## What this task involves
Reproduce all of the entries below verbatim, line for line.

## Excerpted data
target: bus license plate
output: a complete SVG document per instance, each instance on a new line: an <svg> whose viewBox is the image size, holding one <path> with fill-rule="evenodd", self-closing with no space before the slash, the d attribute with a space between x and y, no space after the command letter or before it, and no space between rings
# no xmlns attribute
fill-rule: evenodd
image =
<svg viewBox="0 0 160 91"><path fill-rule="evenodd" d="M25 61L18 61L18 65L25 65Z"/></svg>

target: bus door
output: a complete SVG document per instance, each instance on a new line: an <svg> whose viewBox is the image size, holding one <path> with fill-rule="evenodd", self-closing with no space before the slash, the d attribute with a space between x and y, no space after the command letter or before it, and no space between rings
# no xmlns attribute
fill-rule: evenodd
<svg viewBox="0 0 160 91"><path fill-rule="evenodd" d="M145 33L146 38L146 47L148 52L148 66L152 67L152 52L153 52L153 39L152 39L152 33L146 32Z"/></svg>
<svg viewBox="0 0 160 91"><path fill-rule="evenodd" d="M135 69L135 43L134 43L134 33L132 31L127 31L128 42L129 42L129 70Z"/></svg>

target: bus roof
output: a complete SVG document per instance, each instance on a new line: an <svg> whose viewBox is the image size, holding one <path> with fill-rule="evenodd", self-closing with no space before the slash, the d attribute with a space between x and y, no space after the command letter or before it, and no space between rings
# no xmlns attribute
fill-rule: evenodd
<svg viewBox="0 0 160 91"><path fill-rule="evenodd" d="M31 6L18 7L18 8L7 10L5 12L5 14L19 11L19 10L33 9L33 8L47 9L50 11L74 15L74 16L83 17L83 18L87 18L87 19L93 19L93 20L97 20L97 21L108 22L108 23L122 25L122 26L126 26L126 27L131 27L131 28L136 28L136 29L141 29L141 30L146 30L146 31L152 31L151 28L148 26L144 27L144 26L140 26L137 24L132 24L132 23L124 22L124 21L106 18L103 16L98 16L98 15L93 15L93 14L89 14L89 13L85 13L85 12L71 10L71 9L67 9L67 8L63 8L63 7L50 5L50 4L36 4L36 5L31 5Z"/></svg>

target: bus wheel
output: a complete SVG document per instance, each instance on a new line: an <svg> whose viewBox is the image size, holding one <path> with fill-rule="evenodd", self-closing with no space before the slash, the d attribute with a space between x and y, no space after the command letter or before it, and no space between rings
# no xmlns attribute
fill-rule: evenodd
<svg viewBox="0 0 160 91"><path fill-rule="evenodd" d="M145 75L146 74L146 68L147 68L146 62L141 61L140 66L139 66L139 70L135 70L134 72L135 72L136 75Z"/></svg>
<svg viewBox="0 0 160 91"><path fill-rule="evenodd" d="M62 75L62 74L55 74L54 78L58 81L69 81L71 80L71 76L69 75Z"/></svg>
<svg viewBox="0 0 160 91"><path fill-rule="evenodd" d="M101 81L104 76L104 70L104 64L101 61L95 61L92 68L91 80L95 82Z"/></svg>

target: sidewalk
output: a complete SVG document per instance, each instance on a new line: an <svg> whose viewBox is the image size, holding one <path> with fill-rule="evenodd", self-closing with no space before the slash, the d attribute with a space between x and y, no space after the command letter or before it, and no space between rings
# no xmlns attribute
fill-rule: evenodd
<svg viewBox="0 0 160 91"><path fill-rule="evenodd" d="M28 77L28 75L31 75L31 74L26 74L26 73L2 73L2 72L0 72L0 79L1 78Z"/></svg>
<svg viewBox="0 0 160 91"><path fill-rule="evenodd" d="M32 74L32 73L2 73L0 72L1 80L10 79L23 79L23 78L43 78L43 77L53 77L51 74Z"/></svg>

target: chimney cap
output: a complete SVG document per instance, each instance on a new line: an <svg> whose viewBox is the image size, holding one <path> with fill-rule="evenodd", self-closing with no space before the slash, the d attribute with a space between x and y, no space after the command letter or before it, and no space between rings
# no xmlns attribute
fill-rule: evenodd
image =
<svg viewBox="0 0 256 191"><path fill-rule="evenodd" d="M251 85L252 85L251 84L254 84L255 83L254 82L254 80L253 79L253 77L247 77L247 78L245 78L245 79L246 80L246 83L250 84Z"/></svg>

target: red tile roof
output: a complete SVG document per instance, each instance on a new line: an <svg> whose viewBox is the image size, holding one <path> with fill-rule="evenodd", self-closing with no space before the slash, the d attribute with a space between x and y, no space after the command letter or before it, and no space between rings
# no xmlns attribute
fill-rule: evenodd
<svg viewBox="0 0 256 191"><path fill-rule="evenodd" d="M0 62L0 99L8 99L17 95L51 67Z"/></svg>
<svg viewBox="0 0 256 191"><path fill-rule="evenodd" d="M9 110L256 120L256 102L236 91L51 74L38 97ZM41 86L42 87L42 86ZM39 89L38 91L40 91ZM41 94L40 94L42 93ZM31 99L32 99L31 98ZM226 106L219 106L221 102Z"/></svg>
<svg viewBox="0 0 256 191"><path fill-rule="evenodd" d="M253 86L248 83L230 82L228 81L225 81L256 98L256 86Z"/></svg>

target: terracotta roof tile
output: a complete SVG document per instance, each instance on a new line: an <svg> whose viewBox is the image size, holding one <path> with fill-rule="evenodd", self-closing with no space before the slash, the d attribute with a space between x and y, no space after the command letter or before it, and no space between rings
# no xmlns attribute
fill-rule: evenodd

## Written solution
target: bus license plate
output: a complete SVG document per instance, each instance on a new line: an <svg> whose viewBox is the image size, holding one <path> with fill-rule="evenodd", self-closing with no space before the slash, the d attribute with a space between x and y, no space after the command letter or before it, and no space between rings
# no xmlns attribute
fill-rule: evenodd
image =
<svg viewBox="0 0 160 91"><path fill-rule="evenodd" d="M25 61L18 61L18 65L25 65Z"/></svg>

target: bus door
output: a complete SVG document per instance, each instance on a new line: an <svg> whose viewBox is the image size, holding one <path> with fill-rule="evenodd", self-closing with no space before the slash, the d attribute with a space between x and y, no space after the command letter or before it, and no space between rings
# no xmlns attribute
fill-rule: evenodd
<svg viewBox="0 0 160 91"><path fill-rule="evenodd" d="M145 33L146 38L146 47L148 52L148 66L152 67L152 52L153 52L153 39L152 39L152 33L146 32Z"/></svg>
<svg viewBox="0 0 160 91"><path fill-rule="evenodd" d="M135 69L135 43L134 43L134 33L132 31L127 31L128 42L129 42L129 70Z"/></svg>

target: bus roof
output: a complete SVG document per instance, each instance on a new line: an <svg> whose viewBox is the image size, holding one <path> with fill-rule="evenodd", self-closing with no space before the slash, the d attribute with a space between x and y, no space after the command letter or before it, and no space between rings
# no xmlns attribute
fill-rule: evenodd
<svg viewBox="0 0 160 91"><path fill-rule="evenodd" d="M31 6L18 7L18 8L7 10L5 12L5 14L19 11L19 10L33 9L33 8L47 9L50 11L74 15L74 16L83 17L83 18L87 18L87 19L93 19L93 20L97 20L97 21L108 22L108 23L122 25L122 26L126 26L126 27L131 27L131 28L136 28L136 29L141 29L141 30L146 30L146 31L152 31L151 28L148 26L144 27L144 26L140 26L137 24L132 24L132 23L124 22L124 21L106 18L103 16L98 16L98 15L93 15L93 14L89 14L89 13L85 13L85 12L71 10L71 9L67 9L67 8L63 8L63 7L50 5L50 4L36 4L36 5L31 5Z"/></svg>

target: bus wheel
output: a complete SVG document per instance, each instance on a new line: an <svg> whose viewBox is the image size, holding one <path> with fill-rule="evenodd", self-closing with no space before the slash, the d attribute with a space between x and y, no space after the command letter or before it, and no space between rings
# no xmlns attribute
fill-rule: evenodd
<svg viewBox="0 0 160 91"><path fill-rule="evenodd" d="M145 75L146 74L146 68L147 68L146 62L141 61L140 66L139 66L139 70L135 70L134 72L135 72L136 75Z"/></svg>
<svg viewBox="0 0 160 91"><path fill-rule="evenodd" d="M62 75L62 74L55 74L54 78L58 81L69 81L71 80L71 76L69 75Z"/></svg>
<svg viewBox="0 0 160 91"><path fill-rule="evenodd" d="M101 81L104 76L104 70L104 64L101 61L95 61L92 68L91 80L95 82Z"/></svg>

target: sidewalk
output: a complete SVG document per instance, each instance on a new line: an <svg> whose viewBox is the image size, holding one <path> with fill-rule="evenodd", self-closing with no space before the slash, the d attribute with a space between x and y, no space after the command letter or before it, and no space between rings
# no xmlns attribute
fill-rule: evenodd
<svg viewBox="0 0 160 91"><path fill-rule="evenodd" d="M28 77L28 75L31 75L31 74L26 74L26 73L2 73L2 72L0 72L0 79L1 78Z"/></svg>
<svg viewBox="0 0 160 91"><path fill-rule="evenodd" d="M32 74L32 73L2 73L0 72L1 80L10 79L23 79L23 78L43 78L43 77L53 77L51 74Z"/></svg>

target: chimney cap
output: a complete SVG document per instance, each instance on a new line: an <svg> whose viewBox is the image size, holding one <path> with fill-rule="evenodd", self-closing with no space before the slash, the d attribute with a space between x and y, no space after the command letter or before it, and no space between rings
# no xmlns attribute
fill-rule: evenodd
image =
<svg viewBox="0 0 256 191"><path fill-rule="evenodd" d="M251 85L252 85L251 84L254 84L255 83L254 82L254 80L253 79L253 77L247 77L247 78L245 78L245 79L246 80L246 83L250 84Z"/></svg>

target: red tile roof
output: a complete SVG document per instance, each instance on a new line: an <svg> whose viewBox is the image size, holding one <path> with fill-rule="evenodd", self-closing with no space before the slash, the d attribute with a space between x and y, no space after the command letter or before it, and no space between rings
# no xmlns attribute
fill-rule: evenodd
<svg viewBox="0 0 256 191"><path fill-rule="evenodd" d="M0 62L0 99L8 99L17 95L51 67Z"/></svg>
<svg viewBox="0 0 256 191"><path fill-rule="evenodd" d="M9 110L256 120L256 102L236 91L51 74L38 97ZM41 86L42 87L42 86ZM39 89L38 91L40 91ZM41 94L40 94L42 93ZM31 99L32 99L31 98ZM226 106L219 106L221 102Z"/></svg>
<svg viewBox="0 0 256 191"><path fill-rule="evenodd" d="M253 86L248 83L230 82L228 81L225 81L256 98L256 86Z"/></svg>

target: terracotta roof tile
output: a complete SVG document per instance, each instance on a new line: an <svg> whose viewBox is the image size, holding one <path> with fill-rule="evenodd", self-closing with no space before the slash, the d attribute with a space between x and y, no space after the command letter or before it, and no space between rings
# no xmlns attribute
fill-rule: evenodd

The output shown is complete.